#### Work to complete:
All of the entries must be reproduced exactly, with no images carried over.

-*-*-

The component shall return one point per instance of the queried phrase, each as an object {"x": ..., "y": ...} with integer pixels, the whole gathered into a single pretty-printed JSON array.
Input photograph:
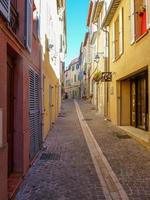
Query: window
[
  {"x": 75, "y": 78},
  {"x": 28, "y": 25},
  {"x": 77, "y": 66},
  {"x": 118, "y": 35},
  {"x": 5, "y": 8},
  {"x": 140, "y": 18}
]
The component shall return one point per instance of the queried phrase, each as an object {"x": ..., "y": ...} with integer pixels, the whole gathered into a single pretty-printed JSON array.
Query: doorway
[
  {"x": 10, "y": 115},
  {"x": 139, "y": 101}
]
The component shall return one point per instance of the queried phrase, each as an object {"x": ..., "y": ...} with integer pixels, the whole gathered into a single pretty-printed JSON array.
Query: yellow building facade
[{"x": 129, "y": 62}]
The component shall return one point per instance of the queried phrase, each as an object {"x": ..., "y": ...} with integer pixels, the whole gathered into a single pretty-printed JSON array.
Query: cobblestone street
[
  {"x": 73, "y": 177},
  {"x": 64, "y": 169}
]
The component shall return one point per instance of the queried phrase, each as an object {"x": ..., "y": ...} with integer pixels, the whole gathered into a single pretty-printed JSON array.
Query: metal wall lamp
[{"x": 97, "y": 57}]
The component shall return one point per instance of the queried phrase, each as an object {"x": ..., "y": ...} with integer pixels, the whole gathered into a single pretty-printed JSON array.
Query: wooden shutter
[
  {"x": 113, "y": 42},
  {"x": 34, "y": 114},
  {"x": 132, "y": 23},
  {"x": 121, "y": 31},
  {"x": 28, "y": 25},
  {"x": 148, "y": 13},
  {"x": 5, "y": 8}
]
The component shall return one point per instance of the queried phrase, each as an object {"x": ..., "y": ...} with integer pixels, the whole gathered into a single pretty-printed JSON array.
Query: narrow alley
[
  {"x": 74, "y": 100},
  {"x": 64, "y": 169}
]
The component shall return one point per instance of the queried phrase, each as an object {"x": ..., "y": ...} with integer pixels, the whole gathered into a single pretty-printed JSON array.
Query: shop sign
[{"x": 106, "y": 77}]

-*-*-

#### Answer to this task:
The component shall return one point per instance of the queried phrase, each as an object {"x": ..., "y": ...} with integer pixels, the whole gathered into a single pretty-printed JSON array.
Input photograph:
Query: window
[
  {"x": 75, "y": 78},
  {"x": 28, "y": 25},
  {"x": 77, "y": 66},
  {"x": 118, "y": 35},
  {"x": 5, "y": 8},
  {"x": 140, "y": 18}
]
The component shall return one point per instance of the queried phrase, each as an object {"x": ..., "y": ...} with integer pixels, the whole gathered into a single pretty-printed JSON array.
Query: doorway
[
  {"x": 10, "y": 115},
  {"x": 139, "y": 101}
]
The component shall return one point per instance of the queried phrase, each as an object {"x": ..., "y": ...} with integer pixels, the whole gathered into a single pretty-printed JSON array.
Query: yellow building facade
[{"x": 129, "y": 62}]
The component shall return one point per instance of the queried phrase, each as an object {"x": ..., "y": ...} with integer pixels, the whole gathered into a single pretty-printed JSON array.
Query: cobblestone street
[
  {"x": 73, "y": 177},
  {"x": 64, "y": 169}
]
The component shall return one point per instance of the queried phrase, each as an object {"x": ..., "y": ...} with integer pixels, the whole gathered into a single pretty-printed JSON array.
Query: metal wall lamp
[{"x": 97, "y": 57}]
The component shall return one point per instance of the queried phrase, each as an object {"x": ..., "y": ...} with integer pixels, the whole gathered into a single pretty-printed JSON array.
Query: wooden shutter
[
  {"x": 113, "y": 42},
  {"x": 34, "y": 114},
  {"x": 132, "y": 23},
  {"x": 121, "y": 31},
  {"x": 28, "y": 25},
  {"x": 148, "y": 13},
  {"x": 5, "y": 8}
]
The component shall return one point per instance of the queried phrase, each as an object {"x": ..., "y": ...} with integer pixels, the whole gathered into a single pretty-printed JSON array.
Query: narrow alley
[
  {"x": 74, "y": 100},
  {"x": 64, "y": 169}
]
The component shall return one point per instance of the queried phrase, each as an object {"x": ..., "y": ...} with integer pixels, the whole gathered into a single pretty-printed JSON array.
Query: shop sign
[{"x": 106, "y": 77}]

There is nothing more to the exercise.